_Written exercise_: Return the records below word for word, starting at their first line and stopping after the line that contains "point(314, 263)", with both of those lines included.

____ Exercise input

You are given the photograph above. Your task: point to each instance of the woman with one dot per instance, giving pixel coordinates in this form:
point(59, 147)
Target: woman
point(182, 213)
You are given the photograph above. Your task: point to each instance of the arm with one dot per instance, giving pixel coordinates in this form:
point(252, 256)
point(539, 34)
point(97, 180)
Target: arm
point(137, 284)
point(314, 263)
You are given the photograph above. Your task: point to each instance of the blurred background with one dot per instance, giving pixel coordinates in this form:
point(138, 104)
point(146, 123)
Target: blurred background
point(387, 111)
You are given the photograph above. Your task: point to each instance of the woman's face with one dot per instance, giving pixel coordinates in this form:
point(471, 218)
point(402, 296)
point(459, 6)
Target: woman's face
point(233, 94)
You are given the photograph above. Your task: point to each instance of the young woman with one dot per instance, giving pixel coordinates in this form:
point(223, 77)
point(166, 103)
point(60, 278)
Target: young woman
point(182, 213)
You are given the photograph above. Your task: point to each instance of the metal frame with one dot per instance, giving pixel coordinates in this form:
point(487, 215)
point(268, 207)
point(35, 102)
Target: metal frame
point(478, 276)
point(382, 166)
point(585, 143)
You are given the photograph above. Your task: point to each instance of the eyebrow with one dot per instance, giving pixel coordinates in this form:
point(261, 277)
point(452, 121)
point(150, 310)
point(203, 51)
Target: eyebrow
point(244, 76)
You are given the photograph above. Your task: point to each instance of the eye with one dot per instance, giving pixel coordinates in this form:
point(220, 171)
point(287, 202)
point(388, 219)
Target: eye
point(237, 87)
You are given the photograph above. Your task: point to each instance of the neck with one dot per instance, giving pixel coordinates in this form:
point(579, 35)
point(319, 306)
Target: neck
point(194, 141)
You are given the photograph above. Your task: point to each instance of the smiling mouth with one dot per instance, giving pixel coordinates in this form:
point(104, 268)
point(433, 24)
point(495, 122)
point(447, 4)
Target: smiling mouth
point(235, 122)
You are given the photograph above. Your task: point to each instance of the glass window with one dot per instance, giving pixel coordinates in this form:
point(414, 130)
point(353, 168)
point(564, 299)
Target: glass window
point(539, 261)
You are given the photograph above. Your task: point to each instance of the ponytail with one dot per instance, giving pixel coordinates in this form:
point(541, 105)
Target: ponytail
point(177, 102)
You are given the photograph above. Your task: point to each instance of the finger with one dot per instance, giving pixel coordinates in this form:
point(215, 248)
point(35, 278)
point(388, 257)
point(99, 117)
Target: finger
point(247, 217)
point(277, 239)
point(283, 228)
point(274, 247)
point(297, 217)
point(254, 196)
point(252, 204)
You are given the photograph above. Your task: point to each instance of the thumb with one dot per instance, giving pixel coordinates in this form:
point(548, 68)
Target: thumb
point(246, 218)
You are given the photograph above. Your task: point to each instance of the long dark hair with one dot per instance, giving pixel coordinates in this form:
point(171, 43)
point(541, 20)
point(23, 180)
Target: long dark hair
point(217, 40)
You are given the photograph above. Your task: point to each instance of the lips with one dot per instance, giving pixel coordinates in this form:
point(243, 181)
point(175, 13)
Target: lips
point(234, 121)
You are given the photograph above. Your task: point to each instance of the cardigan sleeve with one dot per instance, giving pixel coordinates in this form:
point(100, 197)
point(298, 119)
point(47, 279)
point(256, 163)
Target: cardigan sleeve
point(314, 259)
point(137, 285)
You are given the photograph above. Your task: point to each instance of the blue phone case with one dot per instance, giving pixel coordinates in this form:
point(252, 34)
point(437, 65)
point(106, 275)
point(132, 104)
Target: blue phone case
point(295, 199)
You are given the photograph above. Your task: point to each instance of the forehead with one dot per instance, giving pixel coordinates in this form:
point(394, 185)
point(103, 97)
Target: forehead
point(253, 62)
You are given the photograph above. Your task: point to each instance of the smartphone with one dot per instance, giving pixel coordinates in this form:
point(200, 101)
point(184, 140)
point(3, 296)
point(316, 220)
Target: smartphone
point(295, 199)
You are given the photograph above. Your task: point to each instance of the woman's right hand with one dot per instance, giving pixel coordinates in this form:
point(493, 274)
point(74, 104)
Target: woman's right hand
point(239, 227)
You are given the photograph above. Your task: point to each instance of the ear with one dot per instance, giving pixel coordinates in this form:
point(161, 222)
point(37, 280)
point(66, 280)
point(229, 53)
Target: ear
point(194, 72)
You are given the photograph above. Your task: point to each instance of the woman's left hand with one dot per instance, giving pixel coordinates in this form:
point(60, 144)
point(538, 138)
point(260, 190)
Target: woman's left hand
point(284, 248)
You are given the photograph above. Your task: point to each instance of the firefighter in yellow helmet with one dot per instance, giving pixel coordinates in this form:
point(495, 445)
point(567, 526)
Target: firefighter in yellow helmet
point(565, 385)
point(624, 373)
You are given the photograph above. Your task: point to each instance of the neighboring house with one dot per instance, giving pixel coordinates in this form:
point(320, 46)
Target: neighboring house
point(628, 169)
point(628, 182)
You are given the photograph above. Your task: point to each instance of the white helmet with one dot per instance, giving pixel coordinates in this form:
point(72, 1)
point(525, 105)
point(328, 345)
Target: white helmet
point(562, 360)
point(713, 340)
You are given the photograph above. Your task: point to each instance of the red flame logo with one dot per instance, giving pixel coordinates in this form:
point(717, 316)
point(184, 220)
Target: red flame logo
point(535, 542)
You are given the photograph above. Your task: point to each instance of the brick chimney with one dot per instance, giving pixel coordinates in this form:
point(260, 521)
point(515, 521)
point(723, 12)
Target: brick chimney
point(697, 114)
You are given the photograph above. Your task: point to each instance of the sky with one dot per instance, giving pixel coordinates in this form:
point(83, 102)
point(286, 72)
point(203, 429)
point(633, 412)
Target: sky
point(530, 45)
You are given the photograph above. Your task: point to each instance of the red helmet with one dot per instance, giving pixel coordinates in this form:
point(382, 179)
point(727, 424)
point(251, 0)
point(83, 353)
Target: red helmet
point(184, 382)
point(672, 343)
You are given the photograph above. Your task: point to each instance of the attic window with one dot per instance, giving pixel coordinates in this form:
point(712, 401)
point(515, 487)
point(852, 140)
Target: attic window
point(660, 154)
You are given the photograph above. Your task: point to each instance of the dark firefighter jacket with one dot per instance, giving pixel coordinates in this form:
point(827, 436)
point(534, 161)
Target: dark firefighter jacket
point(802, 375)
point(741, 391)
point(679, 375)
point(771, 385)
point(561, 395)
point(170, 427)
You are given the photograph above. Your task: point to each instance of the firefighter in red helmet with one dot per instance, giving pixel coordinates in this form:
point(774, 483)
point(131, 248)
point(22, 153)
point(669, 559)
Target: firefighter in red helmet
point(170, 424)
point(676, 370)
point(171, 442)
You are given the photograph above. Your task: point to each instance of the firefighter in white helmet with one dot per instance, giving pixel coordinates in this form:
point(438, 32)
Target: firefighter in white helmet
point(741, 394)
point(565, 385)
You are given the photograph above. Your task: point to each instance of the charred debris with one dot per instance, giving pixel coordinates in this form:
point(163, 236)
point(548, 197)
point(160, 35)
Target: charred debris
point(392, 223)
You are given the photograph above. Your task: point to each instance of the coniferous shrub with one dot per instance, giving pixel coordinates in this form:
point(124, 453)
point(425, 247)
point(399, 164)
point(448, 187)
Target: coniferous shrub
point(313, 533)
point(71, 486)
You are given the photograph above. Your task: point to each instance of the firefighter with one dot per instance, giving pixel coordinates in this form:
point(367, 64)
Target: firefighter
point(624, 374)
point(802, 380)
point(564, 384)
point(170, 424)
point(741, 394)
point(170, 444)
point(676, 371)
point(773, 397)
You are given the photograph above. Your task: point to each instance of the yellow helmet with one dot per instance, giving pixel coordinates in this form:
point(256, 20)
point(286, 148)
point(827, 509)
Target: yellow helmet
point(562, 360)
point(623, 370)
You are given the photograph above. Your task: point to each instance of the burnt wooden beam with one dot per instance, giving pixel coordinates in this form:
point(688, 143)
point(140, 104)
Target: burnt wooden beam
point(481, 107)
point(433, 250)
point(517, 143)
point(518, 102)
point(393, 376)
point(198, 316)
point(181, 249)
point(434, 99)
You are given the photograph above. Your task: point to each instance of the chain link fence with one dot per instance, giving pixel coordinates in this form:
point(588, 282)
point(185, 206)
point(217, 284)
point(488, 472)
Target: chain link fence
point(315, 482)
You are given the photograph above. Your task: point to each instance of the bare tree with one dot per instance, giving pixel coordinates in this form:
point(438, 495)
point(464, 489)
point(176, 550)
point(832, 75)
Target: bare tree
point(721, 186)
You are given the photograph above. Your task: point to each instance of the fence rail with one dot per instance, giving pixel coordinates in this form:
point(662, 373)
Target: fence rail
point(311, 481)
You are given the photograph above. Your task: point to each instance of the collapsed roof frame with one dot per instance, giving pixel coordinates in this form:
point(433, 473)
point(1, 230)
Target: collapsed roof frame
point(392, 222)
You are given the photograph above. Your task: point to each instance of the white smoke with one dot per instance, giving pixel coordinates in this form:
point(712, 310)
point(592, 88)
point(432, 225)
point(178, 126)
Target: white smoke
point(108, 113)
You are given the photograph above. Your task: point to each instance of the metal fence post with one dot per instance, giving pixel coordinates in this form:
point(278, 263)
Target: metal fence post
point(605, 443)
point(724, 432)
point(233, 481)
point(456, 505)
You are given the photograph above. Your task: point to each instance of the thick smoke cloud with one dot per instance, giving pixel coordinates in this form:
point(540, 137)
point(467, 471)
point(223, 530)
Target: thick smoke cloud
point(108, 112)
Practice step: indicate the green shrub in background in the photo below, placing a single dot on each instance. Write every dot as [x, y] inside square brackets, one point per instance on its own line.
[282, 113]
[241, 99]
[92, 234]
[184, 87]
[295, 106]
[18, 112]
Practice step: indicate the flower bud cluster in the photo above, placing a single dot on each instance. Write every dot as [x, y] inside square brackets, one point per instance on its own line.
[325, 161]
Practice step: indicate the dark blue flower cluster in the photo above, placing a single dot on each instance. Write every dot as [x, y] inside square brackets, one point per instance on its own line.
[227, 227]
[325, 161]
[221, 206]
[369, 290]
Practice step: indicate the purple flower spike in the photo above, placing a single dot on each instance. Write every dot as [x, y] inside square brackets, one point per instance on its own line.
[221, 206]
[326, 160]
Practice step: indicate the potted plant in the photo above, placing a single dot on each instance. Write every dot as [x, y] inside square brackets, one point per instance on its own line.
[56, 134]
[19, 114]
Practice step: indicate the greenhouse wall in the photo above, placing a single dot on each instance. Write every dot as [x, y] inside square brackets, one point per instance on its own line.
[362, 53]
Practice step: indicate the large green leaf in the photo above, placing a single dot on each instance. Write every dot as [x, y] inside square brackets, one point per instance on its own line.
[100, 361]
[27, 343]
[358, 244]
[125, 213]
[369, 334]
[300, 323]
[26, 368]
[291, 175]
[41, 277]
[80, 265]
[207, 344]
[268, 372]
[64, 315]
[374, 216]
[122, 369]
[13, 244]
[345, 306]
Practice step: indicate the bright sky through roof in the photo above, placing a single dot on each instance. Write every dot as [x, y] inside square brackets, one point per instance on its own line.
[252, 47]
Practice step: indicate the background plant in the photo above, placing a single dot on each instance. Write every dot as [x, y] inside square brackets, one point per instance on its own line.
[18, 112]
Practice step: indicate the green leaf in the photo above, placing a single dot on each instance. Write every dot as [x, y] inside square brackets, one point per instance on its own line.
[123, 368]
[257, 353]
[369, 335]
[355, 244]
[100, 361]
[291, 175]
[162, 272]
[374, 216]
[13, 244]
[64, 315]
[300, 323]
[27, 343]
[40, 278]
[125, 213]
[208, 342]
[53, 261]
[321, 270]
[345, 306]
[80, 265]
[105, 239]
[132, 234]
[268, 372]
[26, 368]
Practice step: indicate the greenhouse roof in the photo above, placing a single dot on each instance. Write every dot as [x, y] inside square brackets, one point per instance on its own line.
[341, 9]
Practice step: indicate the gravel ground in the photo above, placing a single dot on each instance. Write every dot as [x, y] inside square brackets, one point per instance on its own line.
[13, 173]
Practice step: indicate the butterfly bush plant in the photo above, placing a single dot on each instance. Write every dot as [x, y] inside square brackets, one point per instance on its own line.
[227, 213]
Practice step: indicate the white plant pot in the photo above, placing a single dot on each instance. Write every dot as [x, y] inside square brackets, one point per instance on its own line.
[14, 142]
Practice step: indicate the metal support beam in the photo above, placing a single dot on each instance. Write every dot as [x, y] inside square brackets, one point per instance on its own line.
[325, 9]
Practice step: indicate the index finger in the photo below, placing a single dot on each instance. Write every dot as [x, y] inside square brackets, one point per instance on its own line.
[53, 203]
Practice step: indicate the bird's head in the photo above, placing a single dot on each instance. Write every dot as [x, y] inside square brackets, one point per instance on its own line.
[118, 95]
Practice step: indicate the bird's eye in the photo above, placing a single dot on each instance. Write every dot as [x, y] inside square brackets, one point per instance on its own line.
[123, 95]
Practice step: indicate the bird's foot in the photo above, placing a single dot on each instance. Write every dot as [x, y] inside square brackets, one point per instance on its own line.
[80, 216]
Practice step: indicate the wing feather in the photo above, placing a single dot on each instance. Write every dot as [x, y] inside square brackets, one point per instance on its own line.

________

_Written answer_:
You are given the photograph above. Your task: point to each instance of the woman with one dot per instance, giving pixel coordinates in this form:
point(59, 147)
Target: woman
point(182, 213)
You are given the photograph above. Your task: point to each instance of the arm with one dot per instance, giving pixel coordinates in this form:
point(252, 256)
point(539, 34)
point(97, 180)
Target: arm
point(137, 284)
point(314, 263)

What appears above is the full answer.